** BEGIN Source document **
157. Declare a Function Template as a Friend of Another Class Template
There are various forms of friend declarations within a class template: a non-template friend, a specialized template friend, and a class template friend. A function template can also be declared as a friend of a class template. For instance, you might add an overloaded operator == function template to test the equality of two Vector objects. By doing so, you ensure that for every specialization of Vector, the implementation will generate a corresponding specialization of the overloaded operator == as well. Unfortunately, the declaration of a function template friend is rather complex. This following example walks you through these intricate steps and demonstrates how to do the declaration.
In order to declare a template function as a friend, you first have to forward declare the class template and the friend function template as follows:

template <class T> class Vector; // class template forward declaration
// forward declaration of the function template to be used as a friend
template <class T> bool operator== (const Vector<T>& v1, const Vector<T>& v2);
Next, you declare the friend function template inside the class body:

template <class T> class Vector
{
public:
//…
friend bool operator==<T> (const Vector<T>& v1, const Vector<T>& v2);
};
Finally, you define the friend function template as follows:

template <class T> bool operator== (const Vector<T>& v1, const Vector<T>& v2)
{
// two Vectors are equal if and only if:
// 1) they have the same number of elements;
// 2) every element in one Vector is identical to the corresponding element in the second one

if (v1.size() != v2.size() )
return false;
for (size_t i = 0; i<v1.size(); i++)
{
if(v1[i] != v2[i])
return false;
}
return true;
}
158. Calling a Member Function From a Destructor
It's perfectly legal to call a member function—virtual or not—from a destructor. However, you should avoid calling a member function that accesses data members that have already been destroyed. For example:

C::~C()
{
delete p;
this->serialize(p); // undefined behavior
}
In addition, the destructor shouldn't call a member function that throws an exception. Remember that throwing an exception from a destructor is a bad idea, because the destructor itself may have been invoked due to another exception (as part of the stack unwinding process). Trying to throw another exception will cause an immediate program termination.
159. Covariant Template Parameters

Suppose you need to define a function that takes a vector object and performs certain operations on it. The function has to be generic, that is, it should handle all instances of std::vector in the same way. The best way to achieve such generic behavior is by defining the function as a template whose parameter covaries with the vector's parameter. In the following example, the insert_one() function template inserts a default-initialized element to a vector, regardless of the element's type:

#include <vector>
using namespace std;

// the parameter T of insert_one() covaries with vector's T
template <class T> void insert_one(vector<T> &v)
{
T t=T(); // ensure built-in types are default-initialized
v.push_back(t);
}
int main()
{
vector <int> vi;
vector <char> vc;
insert_one(vi);
insert_one(vc);
}
160. Overloading Methods

Suppose you are writing a method in a class that accepts a parameter of a given type. Such a method can also be called with an argument of a different type—as long as an implicit conversion exists between the two types (for example, short to int).
** END Source document **
Directions:
#1 Set down the part of the C++ tips between "159. Covariant Template" and "void insert_one(vector<T> &v)", inclusive, word for word.
#2 Answer these questions from the C++ tips:
(a) Which two things must be forward declared before a function template can be declared as a friend?
(b) What does trying to throw another exception from a destructor cause?
(c) What does the insert_one() function template add to a vector?
** BEGIN Data provided **
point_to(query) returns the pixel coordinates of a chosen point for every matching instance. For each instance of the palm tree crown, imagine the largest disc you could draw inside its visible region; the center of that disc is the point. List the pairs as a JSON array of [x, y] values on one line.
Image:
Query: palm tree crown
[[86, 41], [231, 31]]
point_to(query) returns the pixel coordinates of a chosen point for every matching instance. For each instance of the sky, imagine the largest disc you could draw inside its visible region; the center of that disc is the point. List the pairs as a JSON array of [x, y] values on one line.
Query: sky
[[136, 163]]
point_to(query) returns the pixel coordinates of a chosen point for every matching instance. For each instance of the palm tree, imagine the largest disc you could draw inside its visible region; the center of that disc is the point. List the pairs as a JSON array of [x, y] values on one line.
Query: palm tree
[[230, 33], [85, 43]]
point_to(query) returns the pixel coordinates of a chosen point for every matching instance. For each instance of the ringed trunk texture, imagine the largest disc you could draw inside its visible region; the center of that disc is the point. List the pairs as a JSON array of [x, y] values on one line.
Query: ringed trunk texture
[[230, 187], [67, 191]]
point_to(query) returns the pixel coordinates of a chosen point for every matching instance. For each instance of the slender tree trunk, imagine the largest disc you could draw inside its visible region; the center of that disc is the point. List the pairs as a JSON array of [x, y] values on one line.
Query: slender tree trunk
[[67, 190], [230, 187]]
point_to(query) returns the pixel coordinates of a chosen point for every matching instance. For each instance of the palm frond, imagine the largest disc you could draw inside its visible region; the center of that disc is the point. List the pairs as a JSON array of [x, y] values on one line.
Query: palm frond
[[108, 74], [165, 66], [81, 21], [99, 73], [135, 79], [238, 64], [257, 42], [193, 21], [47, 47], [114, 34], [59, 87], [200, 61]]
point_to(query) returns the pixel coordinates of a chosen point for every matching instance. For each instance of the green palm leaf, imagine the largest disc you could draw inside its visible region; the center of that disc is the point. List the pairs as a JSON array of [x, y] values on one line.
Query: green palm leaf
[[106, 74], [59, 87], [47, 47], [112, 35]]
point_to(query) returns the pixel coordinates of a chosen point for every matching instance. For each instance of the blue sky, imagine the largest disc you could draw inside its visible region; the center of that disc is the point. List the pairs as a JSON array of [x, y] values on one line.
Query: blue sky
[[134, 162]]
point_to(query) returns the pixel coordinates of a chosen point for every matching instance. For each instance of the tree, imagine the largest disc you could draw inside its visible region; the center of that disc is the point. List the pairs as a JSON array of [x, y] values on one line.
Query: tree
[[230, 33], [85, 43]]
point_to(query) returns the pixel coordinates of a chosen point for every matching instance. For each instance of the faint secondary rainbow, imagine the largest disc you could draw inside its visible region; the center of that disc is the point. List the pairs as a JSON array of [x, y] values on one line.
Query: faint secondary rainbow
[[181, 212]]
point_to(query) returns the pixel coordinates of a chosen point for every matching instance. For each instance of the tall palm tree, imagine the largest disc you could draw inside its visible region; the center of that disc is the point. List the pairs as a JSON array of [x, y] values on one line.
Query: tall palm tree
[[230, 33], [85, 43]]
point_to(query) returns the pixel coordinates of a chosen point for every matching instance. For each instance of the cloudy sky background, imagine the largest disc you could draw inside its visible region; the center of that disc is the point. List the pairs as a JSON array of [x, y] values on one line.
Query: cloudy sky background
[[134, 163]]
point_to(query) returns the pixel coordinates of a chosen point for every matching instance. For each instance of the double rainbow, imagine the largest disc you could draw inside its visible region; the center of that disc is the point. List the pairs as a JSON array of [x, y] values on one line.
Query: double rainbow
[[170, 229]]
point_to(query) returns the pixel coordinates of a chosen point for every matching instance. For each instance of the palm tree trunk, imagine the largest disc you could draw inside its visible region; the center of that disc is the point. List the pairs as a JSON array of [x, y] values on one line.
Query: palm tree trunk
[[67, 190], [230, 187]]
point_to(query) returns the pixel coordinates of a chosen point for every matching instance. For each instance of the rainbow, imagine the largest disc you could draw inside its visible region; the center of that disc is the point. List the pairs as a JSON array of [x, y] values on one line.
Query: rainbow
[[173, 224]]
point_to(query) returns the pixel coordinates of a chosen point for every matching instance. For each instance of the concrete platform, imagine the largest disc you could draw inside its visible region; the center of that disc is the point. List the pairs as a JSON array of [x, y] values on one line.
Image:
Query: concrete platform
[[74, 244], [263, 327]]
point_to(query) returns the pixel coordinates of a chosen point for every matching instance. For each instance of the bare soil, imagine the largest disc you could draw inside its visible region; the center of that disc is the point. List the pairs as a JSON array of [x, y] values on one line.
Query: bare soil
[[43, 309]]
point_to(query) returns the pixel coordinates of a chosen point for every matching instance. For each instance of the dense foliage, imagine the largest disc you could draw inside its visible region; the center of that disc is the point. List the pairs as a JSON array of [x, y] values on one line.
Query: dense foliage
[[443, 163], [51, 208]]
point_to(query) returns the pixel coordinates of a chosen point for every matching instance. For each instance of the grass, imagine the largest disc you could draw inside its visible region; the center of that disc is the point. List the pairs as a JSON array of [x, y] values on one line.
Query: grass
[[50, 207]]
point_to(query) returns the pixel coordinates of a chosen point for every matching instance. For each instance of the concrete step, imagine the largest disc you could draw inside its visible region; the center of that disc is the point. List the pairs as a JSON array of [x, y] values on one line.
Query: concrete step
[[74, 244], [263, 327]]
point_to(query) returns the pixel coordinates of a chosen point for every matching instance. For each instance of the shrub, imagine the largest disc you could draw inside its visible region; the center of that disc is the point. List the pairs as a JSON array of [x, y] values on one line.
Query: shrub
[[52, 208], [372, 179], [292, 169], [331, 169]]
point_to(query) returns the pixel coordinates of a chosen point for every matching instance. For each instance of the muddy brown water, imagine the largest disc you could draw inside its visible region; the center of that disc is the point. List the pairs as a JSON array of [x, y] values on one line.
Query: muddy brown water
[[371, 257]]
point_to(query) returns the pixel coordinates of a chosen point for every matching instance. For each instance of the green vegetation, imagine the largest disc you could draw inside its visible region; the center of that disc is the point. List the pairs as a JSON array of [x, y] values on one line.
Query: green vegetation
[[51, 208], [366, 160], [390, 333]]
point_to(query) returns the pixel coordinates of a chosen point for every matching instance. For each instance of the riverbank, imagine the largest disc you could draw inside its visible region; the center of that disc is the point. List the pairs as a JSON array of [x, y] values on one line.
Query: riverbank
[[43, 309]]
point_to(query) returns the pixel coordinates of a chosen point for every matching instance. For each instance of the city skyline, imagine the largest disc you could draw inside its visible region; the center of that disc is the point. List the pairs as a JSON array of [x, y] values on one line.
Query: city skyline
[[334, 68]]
** END Data provided **
Per-task outputs:
#1
159. Covariant Template Parameters

Suppose you need to define a function that takes a vector object and performs certain operations on it. The function has to be generic, that is, it should handle all instances of std::vector in the same way. The best way to achieve such generic behavior is by defining the function as a template whose parameter covaries with the vector's parameter. In the following example, the insert_one() function template inserts a default-initialized element to a vector, regardless of the element's type:

#include <vector>
using namespace std;

// the parameter T of insert_one() covaries with vector's T
template <class T> void insert_one(vector<T> &v)

#2
(a) The class template and the friend function template.
(b) An immediate program termination.
(c) A default-initialized element, regardless of the element's type.